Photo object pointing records
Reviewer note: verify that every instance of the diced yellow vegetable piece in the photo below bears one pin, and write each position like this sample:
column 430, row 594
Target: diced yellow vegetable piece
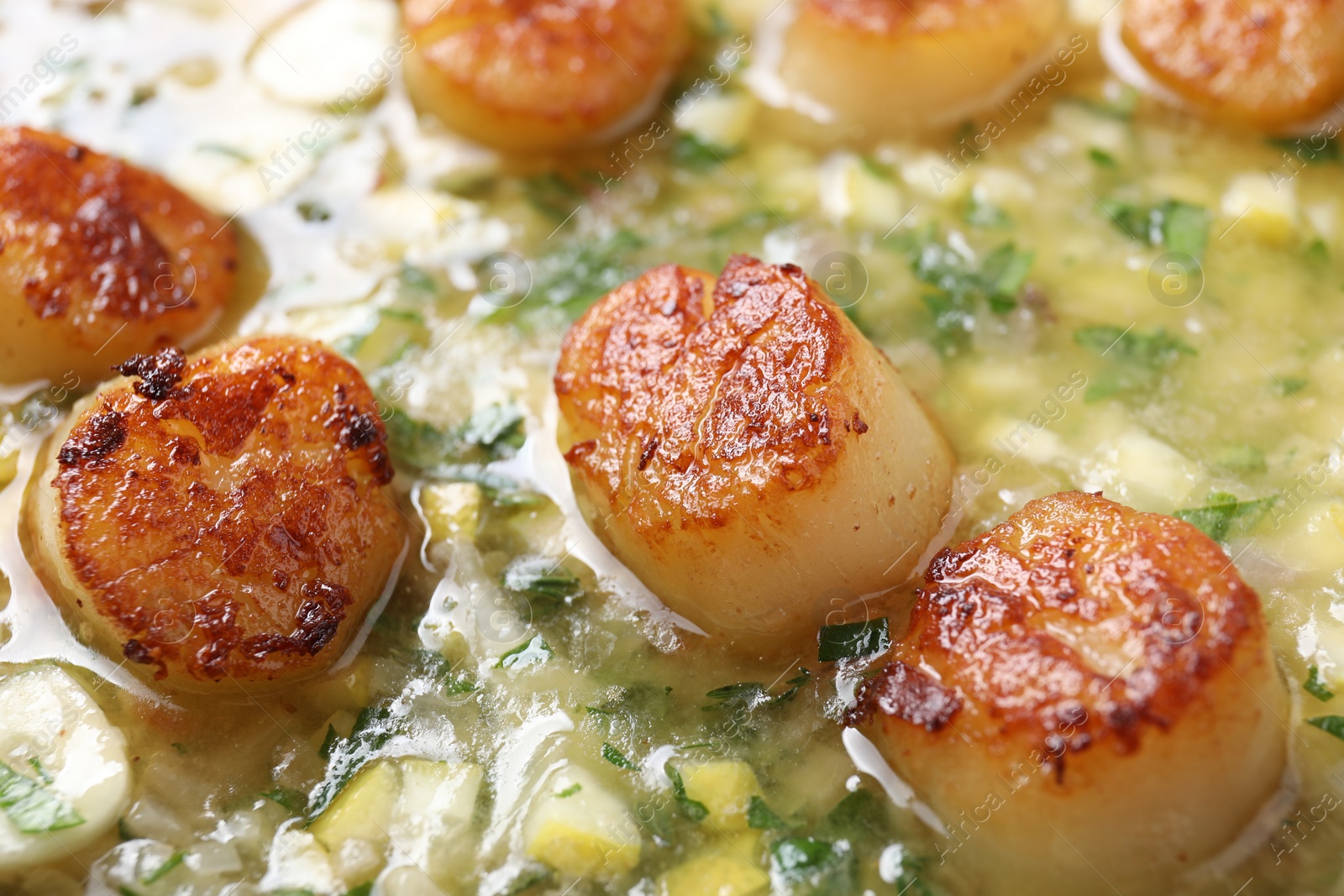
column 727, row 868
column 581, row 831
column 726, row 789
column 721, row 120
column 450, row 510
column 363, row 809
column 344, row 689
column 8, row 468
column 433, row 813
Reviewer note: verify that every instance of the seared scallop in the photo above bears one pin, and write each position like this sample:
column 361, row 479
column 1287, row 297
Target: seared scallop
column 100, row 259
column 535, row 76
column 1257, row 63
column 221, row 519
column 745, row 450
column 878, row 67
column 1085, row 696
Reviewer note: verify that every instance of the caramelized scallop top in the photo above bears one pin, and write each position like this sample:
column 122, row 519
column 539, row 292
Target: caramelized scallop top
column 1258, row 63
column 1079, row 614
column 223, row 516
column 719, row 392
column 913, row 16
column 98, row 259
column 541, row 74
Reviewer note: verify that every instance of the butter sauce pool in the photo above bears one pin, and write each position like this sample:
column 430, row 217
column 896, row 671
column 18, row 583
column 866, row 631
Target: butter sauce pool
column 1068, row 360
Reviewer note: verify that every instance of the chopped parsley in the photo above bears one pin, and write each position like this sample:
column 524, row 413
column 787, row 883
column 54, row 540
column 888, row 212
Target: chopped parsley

#### WRITTEN PROBLEM
Set down every line of the records above exactly as they stand, leaving out the pictures.

#### RESULT FOR THIS EXERCISE
Reviewer note: verify that every instance of the diced yellow vegetable piece in the photo below bears one pin, and write each position like this sample:
column 430, row 594
Target: diced yellow vegetable piece
column 727, row 868
column 581, row 831
column 726, row 789
column 721, row 120
column 450, row 510
column 363, row 809
column 344, row 689
column 8, row 468
column 433, row 813
Reviewer note: verify that every instance of the seared scallop in the photo above bears one pin, and write each position like this sample:
column 361, row 479
column 1287, row 297
Target: seared scallop
column 100, row 259
column 535, row 76
column 1257, row 63
column 221, row 519
column 745, row 450
column 878, row 67
column 1085, row 696
Reviewer note: verify that every instance of the caramelized scallop top in the photo above bears one pin, and write each position like this sample:
column 122, row 519
column 539, row 292
Target: caramelized scallop top
column 1258, row 63
column 1079, row 614
column 223, row 516
column 719, row 392
column 913, row 16
column 98, row 259
column 541, row 74
Reviewer note: verify that every instance of the butter sauce pool in the photo above bears one pin, and write each position like this sample:
column 430, row 217
column 896, row 671
column 18, row 583
column 866, row 631
Target: butter sauce pool
column 1068, row 360
Reviewer note: verify that every instance of the chopped parsley in the photo above bears one pin, and write each position like this sample:
column 524, row 413
column 787, row 883
column 54, row 540
column 888, row 212
Target: chopped parsley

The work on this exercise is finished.